* SET TASK *
Please format everything from the start of the material down to and including the line containing "Give an outline" as a numbered list, leaving out any blank lines.

* RECORDS FOR PROCESSING *
****************************************

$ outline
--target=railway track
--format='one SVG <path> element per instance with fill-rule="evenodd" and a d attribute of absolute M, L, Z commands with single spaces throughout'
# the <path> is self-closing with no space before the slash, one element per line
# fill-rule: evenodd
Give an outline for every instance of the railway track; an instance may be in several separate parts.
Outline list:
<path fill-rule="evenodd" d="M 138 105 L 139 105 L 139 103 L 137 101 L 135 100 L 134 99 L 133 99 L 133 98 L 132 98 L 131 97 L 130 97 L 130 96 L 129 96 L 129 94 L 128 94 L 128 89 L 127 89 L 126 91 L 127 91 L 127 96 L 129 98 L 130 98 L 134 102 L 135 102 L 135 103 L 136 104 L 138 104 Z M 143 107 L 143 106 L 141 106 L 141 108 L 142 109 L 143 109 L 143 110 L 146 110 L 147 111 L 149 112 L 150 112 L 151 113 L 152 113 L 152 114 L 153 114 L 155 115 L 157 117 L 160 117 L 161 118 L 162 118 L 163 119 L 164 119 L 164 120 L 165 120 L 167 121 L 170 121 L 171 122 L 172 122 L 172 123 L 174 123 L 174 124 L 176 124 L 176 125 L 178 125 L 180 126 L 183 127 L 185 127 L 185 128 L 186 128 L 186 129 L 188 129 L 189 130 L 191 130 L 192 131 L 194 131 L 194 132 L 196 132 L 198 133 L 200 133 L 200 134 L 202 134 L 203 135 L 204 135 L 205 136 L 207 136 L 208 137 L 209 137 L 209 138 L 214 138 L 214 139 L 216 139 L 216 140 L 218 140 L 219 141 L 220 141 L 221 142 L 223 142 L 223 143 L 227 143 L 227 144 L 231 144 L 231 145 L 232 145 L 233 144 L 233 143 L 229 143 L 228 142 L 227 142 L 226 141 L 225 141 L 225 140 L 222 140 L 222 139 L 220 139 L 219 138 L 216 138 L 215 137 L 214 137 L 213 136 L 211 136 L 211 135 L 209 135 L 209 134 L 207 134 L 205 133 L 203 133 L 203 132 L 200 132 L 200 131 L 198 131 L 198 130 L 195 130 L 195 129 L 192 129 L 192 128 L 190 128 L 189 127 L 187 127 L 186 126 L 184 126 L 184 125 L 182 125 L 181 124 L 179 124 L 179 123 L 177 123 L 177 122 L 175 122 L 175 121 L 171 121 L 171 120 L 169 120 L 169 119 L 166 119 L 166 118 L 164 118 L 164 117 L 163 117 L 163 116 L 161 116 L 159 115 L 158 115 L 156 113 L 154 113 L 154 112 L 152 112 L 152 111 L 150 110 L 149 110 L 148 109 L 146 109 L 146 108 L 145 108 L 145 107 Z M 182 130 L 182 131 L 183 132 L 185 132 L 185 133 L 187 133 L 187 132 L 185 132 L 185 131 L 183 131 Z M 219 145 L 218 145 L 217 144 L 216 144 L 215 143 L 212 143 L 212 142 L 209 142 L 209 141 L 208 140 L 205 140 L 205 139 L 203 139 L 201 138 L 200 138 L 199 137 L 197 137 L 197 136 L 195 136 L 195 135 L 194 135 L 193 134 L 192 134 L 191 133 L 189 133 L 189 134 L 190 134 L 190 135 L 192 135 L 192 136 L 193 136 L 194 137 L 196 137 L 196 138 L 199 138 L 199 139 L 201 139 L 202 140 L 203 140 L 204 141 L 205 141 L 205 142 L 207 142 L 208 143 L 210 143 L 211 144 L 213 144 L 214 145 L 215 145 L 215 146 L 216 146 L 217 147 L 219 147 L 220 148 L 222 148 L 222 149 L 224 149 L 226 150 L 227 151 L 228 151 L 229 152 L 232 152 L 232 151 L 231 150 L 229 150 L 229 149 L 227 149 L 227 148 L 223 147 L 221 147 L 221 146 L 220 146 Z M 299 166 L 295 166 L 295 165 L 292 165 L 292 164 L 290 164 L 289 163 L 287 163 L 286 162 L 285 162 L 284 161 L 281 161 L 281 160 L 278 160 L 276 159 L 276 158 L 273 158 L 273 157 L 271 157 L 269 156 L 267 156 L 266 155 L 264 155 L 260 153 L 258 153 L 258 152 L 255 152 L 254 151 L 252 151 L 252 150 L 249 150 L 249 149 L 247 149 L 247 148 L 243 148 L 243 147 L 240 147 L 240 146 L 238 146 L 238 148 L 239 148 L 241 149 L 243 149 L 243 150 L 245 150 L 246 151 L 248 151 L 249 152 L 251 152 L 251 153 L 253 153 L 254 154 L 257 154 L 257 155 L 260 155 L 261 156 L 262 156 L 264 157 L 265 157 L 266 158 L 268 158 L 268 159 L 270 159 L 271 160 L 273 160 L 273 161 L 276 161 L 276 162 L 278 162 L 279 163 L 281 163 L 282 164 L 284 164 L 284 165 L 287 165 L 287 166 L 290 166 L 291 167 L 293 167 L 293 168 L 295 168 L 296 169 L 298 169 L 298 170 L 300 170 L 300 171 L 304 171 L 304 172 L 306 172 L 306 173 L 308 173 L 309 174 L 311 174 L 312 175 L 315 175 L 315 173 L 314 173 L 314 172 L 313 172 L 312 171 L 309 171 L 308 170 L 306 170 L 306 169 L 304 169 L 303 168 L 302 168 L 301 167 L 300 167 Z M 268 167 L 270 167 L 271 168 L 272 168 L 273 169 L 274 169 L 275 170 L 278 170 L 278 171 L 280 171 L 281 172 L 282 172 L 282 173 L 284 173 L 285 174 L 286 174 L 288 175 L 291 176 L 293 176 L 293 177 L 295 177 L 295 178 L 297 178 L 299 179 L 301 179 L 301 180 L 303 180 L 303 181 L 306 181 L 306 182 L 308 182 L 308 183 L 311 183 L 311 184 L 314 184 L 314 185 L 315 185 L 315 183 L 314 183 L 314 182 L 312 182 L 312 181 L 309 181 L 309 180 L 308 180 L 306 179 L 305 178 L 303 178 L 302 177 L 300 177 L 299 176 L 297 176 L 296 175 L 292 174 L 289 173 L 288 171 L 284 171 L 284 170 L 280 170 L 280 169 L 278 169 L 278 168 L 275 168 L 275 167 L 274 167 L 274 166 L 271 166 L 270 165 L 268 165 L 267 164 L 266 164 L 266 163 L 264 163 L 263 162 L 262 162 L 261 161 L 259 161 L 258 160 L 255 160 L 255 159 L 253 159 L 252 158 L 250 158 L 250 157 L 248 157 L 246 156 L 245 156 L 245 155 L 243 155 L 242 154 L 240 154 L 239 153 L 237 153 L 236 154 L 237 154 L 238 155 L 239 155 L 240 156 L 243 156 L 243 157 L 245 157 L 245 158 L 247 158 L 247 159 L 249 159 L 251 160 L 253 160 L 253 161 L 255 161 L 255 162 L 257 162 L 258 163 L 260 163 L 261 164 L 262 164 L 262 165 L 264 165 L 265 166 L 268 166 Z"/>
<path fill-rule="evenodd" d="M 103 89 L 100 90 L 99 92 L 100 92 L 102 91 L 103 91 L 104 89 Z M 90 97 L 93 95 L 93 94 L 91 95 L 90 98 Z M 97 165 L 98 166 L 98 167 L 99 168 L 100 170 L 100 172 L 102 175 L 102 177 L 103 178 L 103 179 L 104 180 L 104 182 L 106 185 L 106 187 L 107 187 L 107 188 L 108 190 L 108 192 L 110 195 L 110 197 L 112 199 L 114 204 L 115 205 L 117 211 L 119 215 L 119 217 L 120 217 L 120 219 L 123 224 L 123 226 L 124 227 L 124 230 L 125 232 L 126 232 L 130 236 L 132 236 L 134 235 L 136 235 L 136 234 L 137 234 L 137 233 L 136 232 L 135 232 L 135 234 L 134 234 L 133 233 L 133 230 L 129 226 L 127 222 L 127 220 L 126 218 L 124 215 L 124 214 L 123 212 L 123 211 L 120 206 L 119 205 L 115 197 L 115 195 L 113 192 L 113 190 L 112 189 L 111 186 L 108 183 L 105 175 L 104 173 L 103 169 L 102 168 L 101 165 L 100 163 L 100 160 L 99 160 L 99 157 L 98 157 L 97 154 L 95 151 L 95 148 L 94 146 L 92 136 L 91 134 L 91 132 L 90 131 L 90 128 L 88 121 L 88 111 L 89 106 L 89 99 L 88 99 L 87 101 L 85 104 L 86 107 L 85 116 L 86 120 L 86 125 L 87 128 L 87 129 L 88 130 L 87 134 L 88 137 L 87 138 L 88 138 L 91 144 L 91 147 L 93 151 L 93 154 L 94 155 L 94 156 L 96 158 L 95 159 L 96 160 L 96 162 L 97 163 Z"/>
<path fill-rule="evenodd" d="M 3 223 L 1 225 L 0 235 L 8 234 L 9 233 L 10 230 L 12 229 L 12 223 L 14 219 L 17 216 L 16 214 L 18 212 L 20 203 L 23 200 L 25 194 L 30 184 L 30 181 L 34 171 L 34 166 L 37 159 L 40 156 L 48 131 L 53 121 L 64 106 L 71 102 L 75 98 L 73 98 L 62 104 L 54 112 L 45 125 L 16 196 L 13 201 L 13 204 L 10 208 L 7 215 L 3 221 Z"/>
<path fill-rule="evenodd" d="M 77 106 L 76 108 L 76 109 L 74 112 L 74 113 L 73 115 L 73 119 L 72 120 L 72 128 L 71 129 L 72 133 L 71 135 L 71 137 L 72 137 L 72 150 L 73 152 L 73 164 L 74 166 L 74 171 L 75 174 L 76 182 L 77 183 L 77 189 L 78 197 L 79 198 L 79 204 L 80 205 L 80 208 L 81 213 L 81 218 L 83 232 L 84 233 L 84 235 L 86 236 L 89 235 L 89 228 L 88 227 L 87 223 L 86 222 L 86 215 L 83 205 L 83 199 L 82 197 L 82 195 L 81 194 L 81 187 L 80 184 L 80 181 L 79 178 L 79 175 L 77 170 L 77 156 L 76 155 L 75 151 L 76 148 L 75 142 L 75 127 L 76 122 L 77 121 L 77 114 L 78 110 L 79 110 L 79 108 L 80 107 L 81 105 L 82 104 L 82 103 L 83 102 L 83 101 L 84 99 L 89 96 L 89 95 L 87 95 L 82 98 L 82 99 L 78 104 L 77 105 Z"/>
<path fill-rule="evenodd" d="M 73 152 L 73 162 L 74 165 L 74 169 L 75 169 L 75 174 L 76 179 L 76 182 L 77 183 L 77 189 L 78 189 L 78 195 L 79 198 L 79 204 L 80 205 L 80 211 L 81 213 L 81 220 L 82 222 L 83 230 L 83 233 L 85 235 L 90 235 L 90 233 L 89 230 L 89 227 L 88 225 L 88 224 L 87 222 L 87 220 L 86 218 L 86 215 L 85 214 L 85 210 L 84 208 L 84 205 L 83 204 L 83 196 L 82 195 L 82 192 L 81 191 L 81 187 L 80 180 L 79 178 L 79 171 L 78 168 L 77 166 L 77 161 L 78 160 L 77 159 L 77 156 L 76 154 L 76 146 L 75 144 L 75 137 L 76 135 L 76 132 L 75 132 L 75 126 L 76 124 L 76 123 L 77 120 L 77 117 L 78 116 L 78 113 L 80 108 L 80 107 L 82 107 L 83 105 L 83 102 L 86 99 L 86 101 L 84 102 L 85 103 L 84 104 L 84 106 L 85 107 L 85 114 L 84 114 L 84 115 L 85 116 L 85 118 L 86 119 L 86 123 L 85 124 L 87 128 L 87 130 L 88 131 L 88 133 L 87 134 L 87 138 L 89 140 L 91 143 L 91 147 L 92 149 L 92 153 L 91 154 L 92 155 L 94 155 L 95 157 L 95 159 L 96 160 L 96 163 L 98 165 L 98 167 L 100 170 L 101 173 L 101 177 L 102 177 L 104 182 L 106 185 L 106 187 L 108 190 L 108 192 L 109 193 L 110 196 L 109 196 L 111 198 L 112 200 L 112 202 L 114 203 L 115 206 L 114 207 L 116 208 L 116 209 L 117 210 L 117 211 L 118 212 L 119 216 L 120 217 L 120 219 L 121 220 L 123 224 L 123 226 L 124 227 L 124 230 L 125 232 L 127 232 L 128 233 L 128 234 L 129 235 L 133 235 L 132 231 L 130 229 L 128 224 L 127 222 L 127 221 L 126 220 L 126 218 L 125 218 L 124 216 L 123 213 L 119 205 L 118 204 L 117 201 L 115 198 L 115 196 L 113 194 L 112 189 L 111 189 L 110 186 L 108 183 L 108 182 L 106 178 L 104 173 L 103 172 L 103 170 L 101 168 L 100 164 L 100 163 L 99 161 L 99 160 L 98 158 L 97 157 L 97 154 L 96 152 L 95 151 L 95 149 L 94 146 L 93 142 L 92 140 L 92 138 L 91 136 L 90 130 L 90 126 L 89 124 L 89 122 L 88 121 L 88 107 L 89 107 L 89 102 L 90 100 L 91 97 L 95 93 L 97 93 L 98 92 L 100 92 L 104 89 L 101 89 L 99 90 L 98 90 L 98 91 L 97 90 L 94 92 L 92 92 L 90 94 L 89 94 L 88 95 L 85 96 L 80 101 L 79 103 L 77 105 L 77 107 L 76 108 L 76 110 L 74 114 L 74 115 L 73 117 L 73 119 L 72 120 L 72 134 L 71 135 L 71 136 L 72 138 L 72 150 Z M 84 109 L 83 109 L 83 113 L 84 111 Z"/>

****************************************

* FINISHED EXERCISE *
1. $ outline
2. --target=railway track
3. --format='one SVG <path> element per instance with fill-rule="evenodd" and a d attribute of absolute M, L, Z commands with single spaces throughout'
4. # the <path> is self-closing with no space before the slash, one element per line
5. # fill-rule: evenodd
6. Give an outline for every instance of the railway track; an instance may be in several separate parts.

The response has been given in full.